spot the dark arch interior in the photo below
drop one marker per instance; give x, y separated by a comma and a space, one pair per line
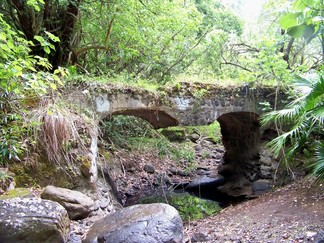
241, 139
240, 134
158, 118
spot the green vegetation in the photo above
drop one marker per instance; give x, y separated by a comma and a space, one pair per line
305, 117
136, 134
189, 207
151, 44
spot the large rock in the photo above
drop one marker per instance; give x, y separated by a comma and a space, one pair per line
32, 220
77, 204
145, 223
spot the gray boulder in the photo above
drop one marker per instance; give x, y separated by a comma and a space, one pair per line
32, 220
145, 223
77, 204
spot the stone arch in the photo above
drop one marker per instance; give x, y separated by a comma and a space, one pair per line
158, 118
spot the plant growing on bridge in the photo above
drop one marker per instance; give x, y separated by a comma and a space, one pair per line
305, 117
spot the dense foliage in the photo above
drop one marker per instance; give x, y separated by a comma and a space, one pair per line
158, 41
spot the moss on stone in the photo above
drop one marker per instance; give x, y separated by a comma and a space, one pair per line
17, 192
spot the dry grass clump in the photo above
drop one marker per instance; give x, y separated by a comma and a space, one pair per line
62, 134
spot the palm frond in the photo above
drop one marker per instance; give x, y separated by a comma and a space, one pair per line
319, 160
318, 114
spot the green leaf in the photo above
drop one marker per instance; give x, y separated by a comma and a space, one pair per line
289, 20
301, 31
53, 86
47, 49
39, 38
52, 37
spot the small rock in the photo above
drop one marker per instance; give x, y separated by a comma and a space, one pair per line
183, 173
149, 168
261, 186
77, 204
193, 137
173, 170
200, 237
104, 203
139, 223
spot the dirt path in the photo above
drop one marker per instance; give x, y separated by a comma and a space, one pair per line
294, 213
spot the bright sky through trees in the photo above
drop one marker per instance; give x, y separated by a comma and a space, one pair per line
248, 9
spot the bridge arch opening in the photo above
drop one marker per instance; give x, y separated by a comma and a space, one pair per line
241, 138
157, 118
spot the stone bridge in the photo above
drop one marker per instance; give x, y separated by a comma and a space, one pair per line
186, 106
237, 109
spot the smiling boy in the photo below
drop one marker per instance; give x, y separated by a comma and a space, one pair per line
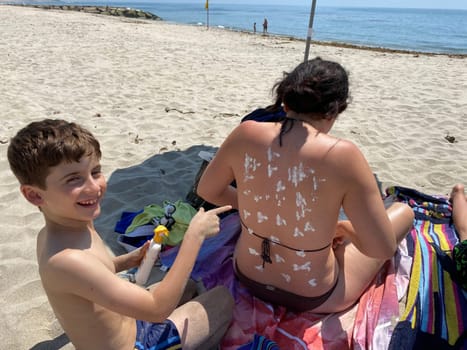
58, 166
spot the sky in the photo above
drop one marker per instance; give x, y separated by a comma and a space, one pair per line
433, 4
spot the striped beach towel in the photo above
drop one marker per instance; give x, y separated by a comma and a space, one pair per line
435, 315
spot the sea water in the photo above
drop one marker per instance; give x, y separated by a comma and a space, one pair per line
425, 30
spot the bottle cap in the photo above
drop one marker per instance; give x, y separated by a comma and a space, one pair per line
159, 232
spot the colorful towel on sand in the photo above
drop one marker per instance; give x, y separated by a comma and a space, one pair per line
435, 316
367, 325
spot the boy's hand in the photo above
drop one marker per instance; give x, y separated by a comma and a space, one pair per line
206, 223
135, 257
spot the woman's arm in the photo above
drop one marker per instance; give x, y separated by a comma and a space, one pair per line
373, 232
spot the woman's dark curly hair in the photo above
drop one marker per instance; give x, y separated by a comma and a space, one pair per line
315, 86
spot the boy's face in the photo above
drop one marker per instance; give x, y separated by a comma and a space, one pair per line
73, 191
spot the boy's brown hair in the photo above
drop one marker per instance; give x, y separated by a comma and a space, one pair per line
45, 144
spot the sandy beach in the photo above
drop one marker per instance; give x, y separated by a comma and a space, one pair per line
156, 93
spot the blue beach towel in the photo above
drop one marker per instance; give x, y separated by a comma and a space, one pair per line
435, 316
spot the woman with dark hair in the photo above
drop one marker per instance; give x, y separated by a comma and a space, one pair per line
292, 178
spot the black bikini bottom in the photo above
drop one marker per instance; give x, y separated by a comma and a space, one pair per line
278, 296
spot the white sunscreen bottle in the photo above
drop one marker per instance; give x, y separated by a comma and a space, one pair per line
144, 269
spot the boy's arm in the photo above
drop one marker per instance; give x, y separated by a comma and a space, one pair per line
86, 276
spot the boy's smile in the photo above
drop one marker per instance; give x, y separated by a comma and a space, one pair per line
74, 191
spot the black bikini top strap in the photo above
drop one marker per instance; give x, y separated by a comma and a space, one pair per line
278, 243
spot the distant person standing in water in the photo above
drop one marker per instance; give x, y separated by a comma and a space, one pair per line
265, 26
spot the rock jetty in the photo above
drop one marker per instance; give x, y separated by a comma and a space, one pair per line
101, 10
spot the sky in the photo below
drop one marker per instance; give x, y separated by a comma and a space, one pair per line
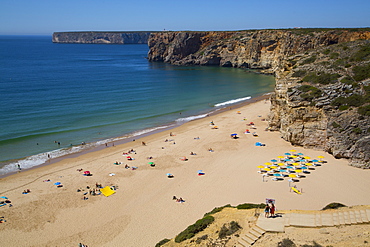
43, 17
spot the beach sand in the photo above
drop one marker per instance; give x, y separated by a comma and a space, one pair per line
142, 212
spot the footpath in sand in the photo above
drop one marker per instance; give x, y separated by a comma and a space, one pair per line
142, 211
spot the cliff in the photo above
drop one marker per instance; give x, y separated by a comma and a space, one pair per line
322, 101
101, 37
255, 49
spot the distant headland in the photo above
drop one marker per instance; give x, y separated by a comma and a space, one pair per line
95, 37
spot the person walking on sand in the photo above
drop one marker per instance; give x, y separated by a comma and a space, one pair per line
267, 211
272, 210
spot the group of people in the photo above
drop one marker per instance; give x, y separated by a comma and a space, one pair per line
178, 199
270, 210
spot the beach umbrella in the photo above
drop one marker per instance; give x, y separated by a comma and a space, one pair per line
260, 167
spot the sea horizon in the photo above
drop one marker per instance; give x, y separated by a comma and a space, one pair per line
73, 83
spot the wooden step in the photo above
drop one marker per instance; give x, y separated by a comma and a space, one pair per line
258, 229
364, 217
251, 236
248, 240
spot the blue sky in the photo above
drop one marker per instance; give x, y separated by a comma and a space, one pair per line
43, 17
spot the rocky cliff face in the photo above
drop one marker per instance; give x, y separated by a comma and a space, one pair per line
101, 37
322, 97
322, 101
261, 49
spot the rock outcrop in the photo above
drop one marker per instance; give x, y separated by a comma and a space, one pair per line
101, 37
257, 49
322, 101
313, 68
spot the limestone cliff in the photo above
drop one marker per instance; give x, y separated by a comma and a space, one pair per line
101, 37
255, 49
322, 101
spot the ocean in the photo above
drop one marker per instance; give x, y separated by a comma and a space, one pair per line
56, 97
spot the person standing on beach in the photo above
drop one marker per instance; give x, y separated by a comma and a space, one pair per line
272, 210
267, 211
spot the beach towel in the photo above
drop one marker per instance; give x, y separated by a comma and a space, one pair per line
107, 191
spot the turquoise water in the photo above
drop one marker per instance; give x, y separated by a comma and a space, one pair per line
74, 93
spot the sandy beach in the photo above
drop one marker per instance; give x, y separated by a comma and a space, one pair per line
142, 211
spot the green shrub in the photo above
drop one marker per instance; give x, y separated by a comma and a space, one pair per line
250, 206
309, 60
162, 242
334, 205
361, 72
362, 55
321, 78
191, 230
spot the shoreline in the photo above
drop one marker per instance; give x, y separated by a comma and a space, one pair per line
123, 139
142, 211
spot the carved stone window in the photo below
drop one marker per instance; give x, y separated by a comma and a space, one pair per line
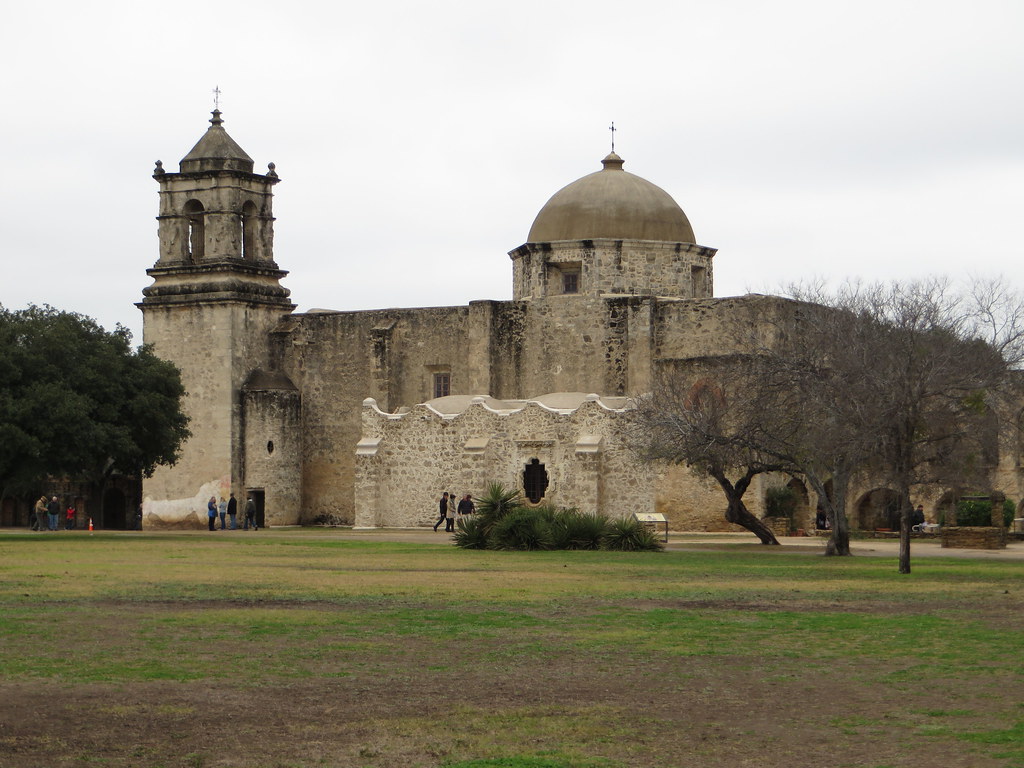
196, 241
249, 229
698, 282
442, 384
535, 480
570, 282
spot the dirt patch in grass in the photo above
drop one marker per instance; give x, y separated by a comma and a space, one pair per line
437, 700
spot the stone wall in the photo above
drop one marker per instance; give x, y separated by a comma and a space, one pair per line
272, 449
636, 267
406, 461
967, 537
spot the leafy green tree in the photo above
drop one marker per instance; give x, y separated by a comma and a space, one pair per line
78, 401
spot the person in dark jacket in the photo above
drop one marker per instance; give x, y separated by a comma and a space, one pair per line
443, 511
250, 514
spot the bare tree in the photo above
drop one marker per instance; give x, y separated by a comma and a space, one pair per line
912, 371
713, 416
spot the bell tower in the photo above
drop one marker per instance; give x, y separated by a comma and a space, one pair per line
215, 295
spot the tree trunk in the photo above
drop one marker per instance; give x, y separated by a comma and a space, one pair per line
904, 535
839, 542
738, 514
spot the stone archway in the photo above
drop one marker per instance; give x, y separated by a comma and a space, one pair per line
879, 509
115, 508
802, 511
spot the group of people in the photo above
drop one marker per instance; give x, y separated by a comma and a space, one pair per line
450, 510
46, 514
228, 508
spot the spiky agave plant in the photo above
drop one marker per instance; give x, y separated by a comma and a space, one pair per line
497, 503
629, 535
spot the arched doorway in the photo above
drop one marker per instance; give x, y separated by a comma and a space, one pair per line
802, 509
115, 508
535, 480
879, 509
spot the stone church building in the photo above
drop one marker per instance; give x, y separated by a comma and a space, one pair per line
366, 417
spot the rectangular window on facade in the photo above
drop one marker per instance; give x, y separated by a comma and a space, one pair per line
698, 282
442, 385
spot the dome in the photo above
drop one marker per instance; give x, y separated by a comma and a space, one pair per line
613, 204
216, 152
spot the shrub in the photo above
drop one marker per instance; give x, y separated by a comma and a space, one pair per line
470, 532
571, 528
979, 512
521, 529
780, 502
629, 535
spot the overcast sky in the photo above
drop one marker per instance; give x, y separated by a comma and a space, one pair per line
416, 141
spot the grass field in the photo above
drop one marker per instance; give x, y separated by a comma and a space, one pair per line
303, 648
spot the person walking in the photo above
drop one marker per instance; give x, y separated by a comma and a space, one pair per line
442, 512
53, 512
250, 514
39, 514
466, 506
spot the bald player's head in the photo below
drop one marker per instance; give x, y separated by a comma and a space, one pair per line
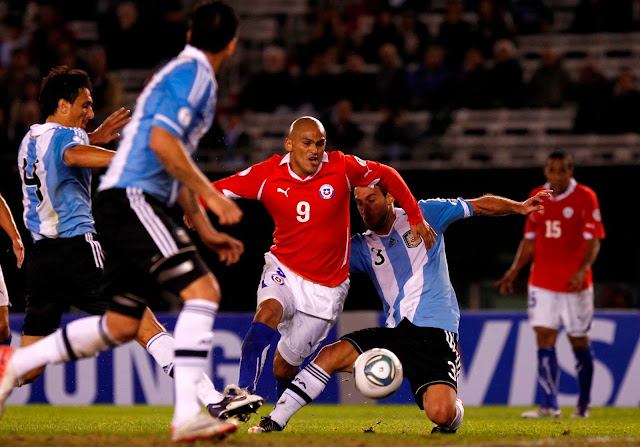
305, 123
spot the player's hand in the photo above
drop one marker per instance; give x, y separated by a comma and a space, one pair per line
576, 282
534, 203
423, 230
18, 250
106, 132
229, 249
505, 284
226, 209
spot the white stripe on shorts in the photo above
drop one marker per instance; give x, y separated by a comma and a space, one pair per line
152, 223
98, 256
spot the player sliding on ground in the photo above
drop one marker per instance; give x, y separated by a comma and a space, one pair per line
421, 308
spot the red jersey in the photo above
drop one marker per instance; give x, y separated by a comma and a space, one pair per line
311, 215
561, 232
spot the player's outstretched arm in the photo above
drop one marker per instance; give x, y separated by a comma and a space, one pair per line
491, 205
173, 156
524, 255
106, 132
228, 248
9, 226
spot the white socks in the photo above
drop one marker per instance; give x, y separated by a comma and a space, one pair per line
81, 338
304, 388
193, 341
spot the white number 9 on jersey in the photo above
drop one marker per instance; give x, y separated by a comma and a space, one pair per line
303, 211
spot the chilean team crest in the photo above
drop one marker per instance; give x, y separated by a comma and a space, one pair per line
409, 240
567, 212
326, 191
277, 279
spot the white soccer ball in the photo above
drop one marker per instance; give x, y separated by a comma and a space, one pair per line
377, 373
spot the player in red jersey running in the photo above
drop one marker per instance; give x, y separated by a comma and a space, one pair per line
563, 241
306, 275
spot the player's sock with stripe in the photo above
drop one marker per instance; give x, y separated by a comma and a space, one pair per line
81, 338
584, 368
162, 347
193, 341
303, 389
7, 341
254, 353
548, 376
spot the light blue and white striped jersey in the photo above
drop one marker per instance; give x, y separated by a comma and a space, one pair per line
181, 99
55, 196
412, 282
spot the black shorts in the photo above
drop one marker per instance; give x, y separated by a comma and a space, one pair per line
429, 356
143, 246
62, 272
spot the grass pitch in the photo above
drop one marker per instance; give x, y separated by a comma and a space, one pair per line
320, 425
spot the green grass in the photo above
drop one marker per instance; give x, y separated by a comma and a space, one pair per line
320, 425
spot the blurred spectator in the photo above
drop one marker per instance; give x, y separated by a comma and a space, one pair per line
623, 108
506, 88
317, 85
395, 135
549, 81
356, 83
596, 16
430, 86
51, 31
415, 37
342, 132
384, 32
273, 87
107, 93
532, 16
590, 92
126, 39
13, 37
493, 24
472, 87
456, 34
391, 79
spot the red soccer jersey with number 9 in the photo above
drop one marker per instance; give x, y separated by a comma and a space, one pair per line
561, 232
311, 215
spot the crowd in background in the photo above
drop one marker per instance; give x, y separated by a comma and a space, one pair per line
397, 64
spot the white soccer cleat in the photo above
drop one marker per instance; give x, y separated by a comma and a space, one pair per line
8, 376
237, 402
202, 426
542, 412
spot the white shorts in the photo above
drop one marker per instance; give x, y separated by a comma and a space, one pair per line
573, 310
4, 295
309, 309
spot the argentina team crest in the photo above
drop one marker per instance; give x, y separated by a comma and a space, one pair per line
326, 191
410, 241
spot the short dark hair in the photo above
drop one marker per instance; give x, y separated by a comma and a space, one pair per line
62, 82
560, 155
213, 25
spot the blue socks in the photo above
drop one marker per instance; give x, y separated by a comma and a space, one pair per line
254, 353
584, 368
548, 376
7, 341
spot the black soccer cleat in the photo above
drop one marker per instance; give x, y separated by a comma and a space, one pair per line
266, 425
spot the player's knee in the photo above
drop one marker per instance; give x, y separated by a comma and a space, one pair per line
32, 376
269, 313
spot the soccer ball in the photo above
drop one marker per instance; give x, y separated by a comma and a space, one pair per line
377, 373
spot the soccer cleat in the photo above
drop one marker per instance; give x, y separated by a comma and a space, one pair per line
202, 426
237, 402
266, 425
542, 412
450, 431
581, 411
8, 376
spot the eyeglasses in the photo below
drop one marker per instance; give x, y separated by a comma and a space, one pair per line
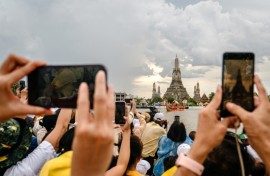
233, 136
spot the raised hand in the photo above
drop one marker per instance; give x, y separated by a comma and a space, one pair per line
12, 70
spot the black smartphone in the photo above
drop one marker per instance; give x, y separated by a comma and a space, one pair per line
237, 81
120, 111
57, 86
127, 100
22, 85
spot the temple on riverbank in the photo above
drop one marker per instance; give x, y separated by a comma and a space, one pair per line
176, 89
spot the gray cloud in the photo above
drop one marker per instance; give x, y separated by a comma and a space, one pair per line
124, 34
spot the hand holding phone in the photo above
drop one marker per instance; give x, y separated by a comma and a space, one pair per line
120, 112
57, 86
237, 81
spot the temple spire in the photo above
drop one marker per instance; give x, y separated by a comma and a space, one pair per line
176, 62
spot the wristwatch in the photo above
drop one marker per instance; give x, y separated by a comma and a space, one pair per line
190, 164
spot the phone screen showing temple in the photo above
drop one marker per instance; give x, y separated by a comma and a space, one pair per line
120, 110
57, 86
237, 81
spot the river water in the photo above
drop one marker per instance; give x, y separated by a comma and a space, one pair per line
189, 117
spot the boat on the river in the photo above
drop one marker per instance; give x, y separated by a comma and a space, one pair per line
175, 106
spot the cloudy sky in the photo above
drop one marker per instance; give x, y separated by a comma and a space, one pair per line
138, 40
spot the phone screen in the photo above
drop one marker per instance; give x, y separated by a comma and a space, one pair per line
22, 85
120, 110
57, 86
127, 100
237, 81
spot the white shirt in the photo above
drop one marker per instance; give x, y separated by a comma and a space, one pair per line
32, 164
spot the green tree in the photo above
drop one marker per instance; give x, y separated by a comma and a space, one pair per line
211, 95
192, 102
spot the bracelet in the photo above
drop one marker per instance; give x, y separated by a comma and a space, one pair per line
189, 164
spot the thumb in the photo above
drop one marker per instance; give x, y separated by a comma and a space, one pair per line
238, 111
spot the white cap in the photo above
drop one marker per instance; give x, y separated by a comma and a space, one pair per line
143, 166
183, 148
159, 116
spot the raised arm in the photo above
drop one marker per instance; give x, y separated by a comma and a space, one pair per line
60, 128
12, 70
257, 123
210, 133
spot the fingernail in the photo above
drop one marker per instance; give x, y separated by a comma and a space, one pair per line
229, 105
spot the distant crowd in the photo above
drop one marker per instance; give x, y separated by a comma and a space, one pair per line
56, 142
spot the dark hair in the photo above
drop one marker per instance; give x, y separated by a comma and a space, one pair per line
136, 147
177, 132
224, 161
192, 135
66, 141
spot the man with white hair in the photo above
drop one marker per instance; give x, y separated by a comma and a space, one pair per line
150, 137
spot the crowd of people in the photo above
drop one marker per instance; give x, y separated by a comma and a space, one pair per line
39, 141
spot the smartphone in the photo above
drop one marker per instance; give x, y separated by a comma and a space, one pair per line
127, 100
22, 85
57, 86
237, 81
120, 111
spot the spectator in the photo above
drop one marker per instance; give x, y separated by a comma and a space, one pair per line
150, 137
168, 144
136, 147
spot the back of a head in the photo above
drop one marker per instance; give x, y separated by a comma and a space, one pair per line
136, 147
177, 132
192, 135
224, 160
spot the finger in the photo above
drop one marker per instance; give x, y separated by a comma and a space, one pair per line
83, 104
256, 101
23, 71
11, 63
215, 103
261, 90
238, 111
100, 97
226, 122
28, 109
110, 105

Aim of the exercise —
Exact repetition is required for the lines from the one that contains "spot the crowd of people in the photo above" through the final line; leave out everything else.

Exercise solution —
spot the crowd of people in the photo above
drop one marker per instance; give x, y separated by a comma and a space, one pair per line
39, 141
spot the smartphone in the photo above
drop one marker per instance; give x, y separated by a comma and a space, one pair per line
127, 100
22, 85
57, 86
237, 81
120, 111
spot the spectator in the photo above
drop one marker per instance; give x, y separated by a comma and a space, one pair per line
150, 137
168, 144
136, 147
spot the back of a head in the photo above
drop one marker per instance; give x, y separated by a comma and a space, one pair per line
136, 147
177, 132
192, 135
224, 160
spot the finger in the photo above
drop one marker per instance; give x, y separated by a comma and a space, one pair per line
83, 104
256, 101
23, 71
11, 63
215, 103
261, 90
238, 111
100, 97
226, 122
28, 109
110, 105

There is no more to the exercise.